| DIRECTIVE |
Can you copy the rows word for word, starting at the very first line and stopping after the line that contains "(1221, 710)", while leaving the pictures out?

## Start DATA SHOWN

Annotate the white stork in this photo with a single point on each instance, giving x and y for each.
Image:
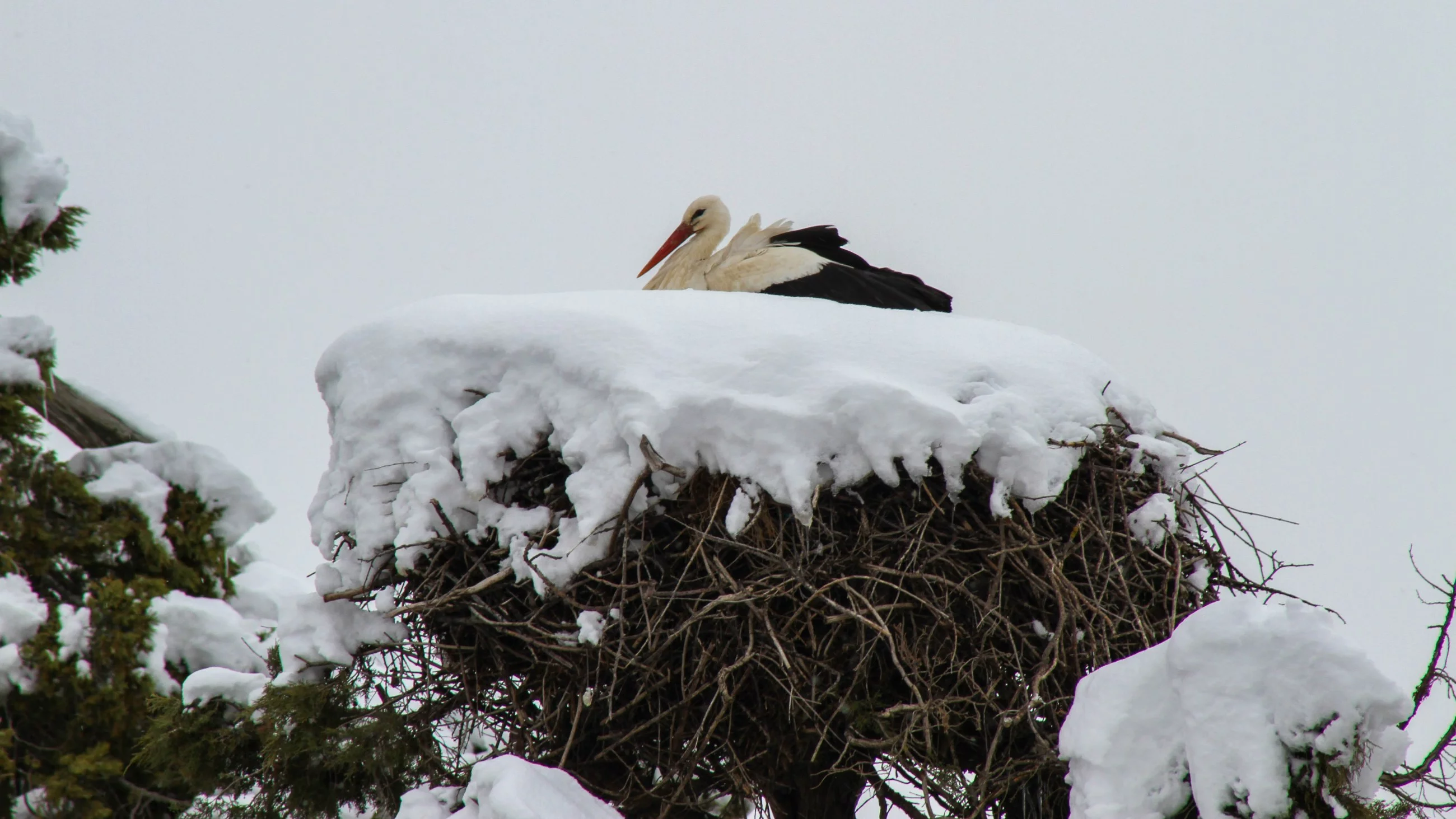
(810, 263)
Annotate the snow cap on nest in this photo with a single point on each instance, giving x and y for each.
(791, 395)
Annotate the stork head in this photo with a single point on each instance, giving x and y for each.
(707, 214)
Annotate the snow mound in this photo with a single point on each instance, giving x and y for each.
(510, 788)
(31, 181)
(210, 684)
(791, 395)
(190, 466)
(206, 632)
(22, 613)
(22, 336)
(1219, 709)
(125, 480)
(314, 632)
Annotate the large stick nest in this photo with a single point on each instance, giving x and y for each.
(903, 636)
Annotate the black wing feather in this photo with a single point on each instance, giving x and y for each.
(823, 241)
(851, 280)
(874, 287)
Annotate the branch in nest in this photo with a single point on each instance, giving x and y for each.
(1435, 671)
(1194, 444)
(657, 463)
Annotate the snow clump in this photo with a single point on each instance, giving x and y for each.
(22, 613)
(1154, 520)
(792, 395)
(31, 181)
(1221, 709)
(508, 788)
(22, 336)
(191, 466)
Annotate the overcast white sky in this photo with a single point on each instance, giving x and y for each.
(1248, 208)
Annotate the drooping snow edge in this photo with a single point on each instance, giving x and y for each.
(1221, 710)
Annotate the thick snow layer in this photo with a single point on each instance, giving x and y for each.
(263, 589)
(1217, 709)
(125, 480)
(22, 613)
(787, 393)
(312, 632)
(31, 181)
(510, 788)
(190, 466)
(210, 684)
(22, 336)
(206, 632)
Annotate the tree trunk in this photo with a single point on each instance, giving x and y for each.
(806, 792)
(88, 424)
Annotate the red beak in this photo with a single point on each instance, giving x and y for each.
(679, 236)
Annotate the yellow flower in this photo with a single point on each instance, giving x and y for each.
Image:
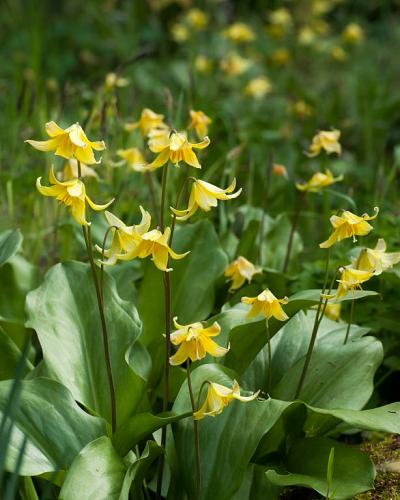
(197, 18)
(318, 181)
(200, 122)
(205, 195)
(350, 280)
(194, 342)
(174, 146)
(148, 121)
(73, 194)
(239, 32)
(202, 64)
(218, 397)
(70, 170)
(258, 87)
(69, 143)
(327, 140)
(234, 65)
(353, 33)
(266, 304)
(154, 243)
(239, 271)
(134, 158)
(377, 260)
(125, 238)
(348, 225)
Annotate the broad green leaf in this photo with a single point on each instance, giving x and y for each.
(140, 426)
(307, 464)
(97, 472)
(64, 313)
(10, 243)
(55, 426)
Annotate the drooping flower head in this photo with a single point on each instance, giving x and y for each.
(327, 140)
(69, 143)
(148, 121)
(377, 260)
(205, 196)
(200, 122)
(348, 225)
(266, 304)
(318, 181)
(174, 146)
(218, 397)
(73, 194)
(239, 271)
(194, 342)
(125, 238)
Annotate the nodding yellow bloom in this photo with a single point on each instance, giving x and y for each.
(202, 64)
(327, 140)
(205, 196)
(318, 181)
(174, 146)
(353, 33)
(234, 65)
(154, 243)
(349, 225)
(69, 143)
(73, 194)
(377, 260)
(70, 170)
(125, 238)
(218, 397)
(148, 121)
(239, 271)
(197, 18)
(194, 342)
(266, 304)
(200, 122)
(258, 87)
(239, 33)
(134, 159)
(350, 280)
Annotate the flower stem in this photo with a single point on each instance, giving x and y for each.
(269, 358)
(314, 331)
(350, 322)
(196, 433)
(100, 303)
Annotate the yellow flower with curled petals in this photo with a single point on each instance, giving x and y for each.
(318, 181)
(154, 243)
(239, 271)
(148, 121)
(239, 33)
(351, 280)
(327, 140)
(205, 195)
(377, 260)
(174, 146)
(349, 225)
(69, 143)
(125, 238)
(258, 87)
(200, 122)
(218, 397)
(195, 343)
(266, 304)
(134, 159)
(73, 194)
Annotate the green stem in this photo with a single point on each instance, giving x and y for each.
(350, 322)
(196, 433)
(269, 358)
(314, 331)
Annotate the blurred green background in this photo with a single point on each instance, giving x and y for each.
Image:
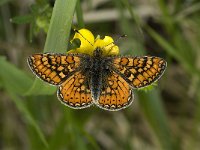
(166, 117)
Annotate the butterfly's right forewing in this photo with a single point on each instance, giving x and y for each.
(139, 71)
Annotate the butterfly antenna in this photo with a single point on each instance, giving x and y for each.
(75, 30)
(121, 36)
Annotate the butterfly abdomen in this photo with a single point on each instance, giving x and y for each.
(96, 78)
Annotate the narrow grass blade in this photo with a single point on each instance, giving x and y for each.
(16, 79)
(16, 83)
(153, 111)
(57, 38)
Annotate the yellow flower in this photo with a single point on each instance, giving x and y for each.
(89, 43)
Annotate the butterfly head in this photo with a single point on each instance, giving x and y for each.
(98, 52)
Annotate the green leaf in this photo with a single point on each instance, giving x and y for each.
(22, 19)
(152, 108)
(2, 2)
(16, 79)
(16, 82)
(57, 38)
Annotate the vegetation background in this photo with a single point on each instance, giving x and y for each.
(166, 117)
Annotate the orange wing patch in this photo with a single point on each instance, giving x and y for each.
(74, 92)
(116, 94)
(140, 71)
(53, 68)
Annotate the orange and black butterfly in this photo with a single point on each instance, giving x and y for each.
(106, 81)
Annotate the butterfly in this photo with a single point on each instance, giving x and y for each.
(106, 81)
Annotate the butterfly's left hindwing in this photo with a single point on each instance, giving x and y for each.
(54, 68)
(139, 71)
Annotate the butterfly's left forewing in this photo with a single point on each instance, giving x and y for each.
(54, 68)
(139, 71)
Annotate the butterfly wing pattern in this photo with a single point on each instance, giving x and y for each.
(139, 71)
(75, 92)
(53, 68)
(74, 89)
(63, 71)
(116, 94)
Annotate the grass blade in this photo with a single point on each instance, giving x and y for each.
(57, 39)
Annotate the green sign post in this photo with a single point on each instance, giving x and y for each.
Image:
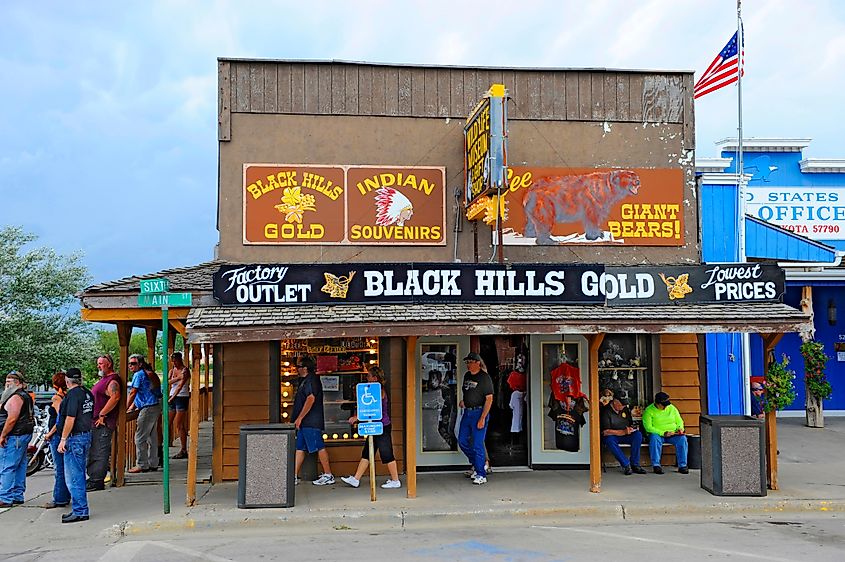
(154, 294)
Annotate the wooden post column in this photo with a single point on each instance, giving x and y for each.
(193, 447)
(119, 444)
(769, 343)
(595, 427)
(411, 415)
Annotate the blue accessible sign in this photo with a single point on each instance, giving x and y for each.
(365, 429)
(369, 401)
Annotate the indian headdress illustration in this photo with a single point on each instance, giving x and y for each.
(392, 207)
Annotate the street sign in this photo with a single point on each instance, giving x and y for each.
(365, 429)
(369, 401)
(149, 286)
(157, 300)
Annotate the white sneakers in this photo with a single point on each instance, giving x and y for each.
(324, 480)
(351, 480)
(354, 482)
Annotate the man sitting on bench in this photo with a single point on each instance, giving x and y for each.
(663, 423)
(618, 427)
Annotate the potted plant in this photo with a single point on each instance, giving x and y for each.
(815, 382)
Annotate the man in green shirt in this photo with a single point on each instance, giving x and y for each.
(662, 422)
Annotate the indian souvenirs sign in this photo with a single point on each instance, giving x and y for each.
(561, 206)
(416, 283)
(361, 205)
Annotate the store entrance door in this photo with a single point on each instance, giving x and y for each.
(506, 358)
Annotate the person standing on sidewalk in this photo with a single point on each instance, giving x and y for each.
(663, 423)
(477, 401)
(617, 426)
(179, 397)
(383, 442)
(144, 397)
(16, 426)
(61, 495)
(106, 398)
(309, 420)
(74, 425)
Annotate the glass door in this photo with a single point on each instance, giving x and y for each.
(438, 373)
(559, 376)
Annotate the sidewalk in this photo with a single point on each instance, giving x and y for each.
(811, 464)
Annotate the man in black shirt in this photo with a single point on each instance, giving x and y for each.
(617, 427)
(76, 413)
(477, 400)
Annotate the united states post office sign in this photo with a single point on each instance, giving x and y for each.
(420, 283)
(300, 204)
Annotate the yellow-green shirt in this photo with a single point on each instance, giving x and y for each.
(660, 421)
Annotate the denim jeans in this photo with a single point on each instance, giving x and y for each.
(471, 439)
(655, 448)
(13, 468)
(635, 440)
(61, 495)
(76, 457)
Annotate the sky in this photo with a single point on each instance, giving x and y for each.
(109, 109)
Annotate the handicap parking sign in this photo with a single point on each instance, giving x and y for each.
(369, 401)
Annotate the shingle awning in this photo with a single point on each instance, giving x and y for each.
(234, 324)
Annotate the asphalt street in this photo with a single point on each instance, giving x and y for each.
(817, 538)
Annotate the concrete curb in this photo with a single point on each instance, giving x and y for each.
(574, 514)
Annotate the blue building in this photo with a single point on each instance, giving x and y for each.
(795, 216)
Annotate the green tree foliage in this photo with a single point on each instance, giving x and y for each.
(815, 363)
(40, 327)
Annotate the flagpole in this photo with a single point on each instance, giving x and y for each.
(746, 340)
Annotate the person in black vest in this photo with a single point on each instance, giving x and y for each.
(75, 418)
(617, 427)
(17, 423)
(478, 399)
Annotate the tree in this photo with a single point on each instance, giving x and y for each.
(40, 327)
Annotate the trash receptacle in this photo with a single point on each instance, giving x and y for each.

## End DATA SHOWN

| EXPECTED ANSWER |
Annotate the white stork in this photo with a single point on each instance, giving x and y for each.
Image:
(810, 263)
Annotate the snow cap on nest in this photo with a single point on each instance, giving x and y for each.
(791, 395)
Annotate the stork head in this photo with a single point on each instance, giving x and y for each.
(707, 214)
Annotate the snow mound in this photo with a single point on each instance, giving x and y for each.
(510, 788)
(31, 181)
(210, 684)
(791, 395)
(190, 466)
(206, 632)
(22, 613)
(22, 336)
(1219, 709)
(125, 480)
(314, 632)
Annotate the large stick nest in this photo with a single point on each instance, giving x and y for each.
(903, 636)
Annotate the black wing feather in this photo with a single point on each instance, giving x and y for each.
(823, 241)
(851, 280)
(874, 287)
Annotate the branch in nest in this photo with a single point on each instance, giving x and y for each.
(1435, 671)
(1194, 444)
(657, 463)
Annotate the snow clump in this photo with a single point on each instance, giving x and y for each.
(22, 613)
(1154, 520)
(792, 395)
(31, 181)
(1221, 709)
(508, 788)
(22, 336)
(191, 466)
Annotate the overcast white sky in this photo with a single point on each instance, giving x and y for each.
(1248, 208)
Annotate the drooping snow edge in this photo with a single point on each instance, giving x and y for each.
(1221, 710)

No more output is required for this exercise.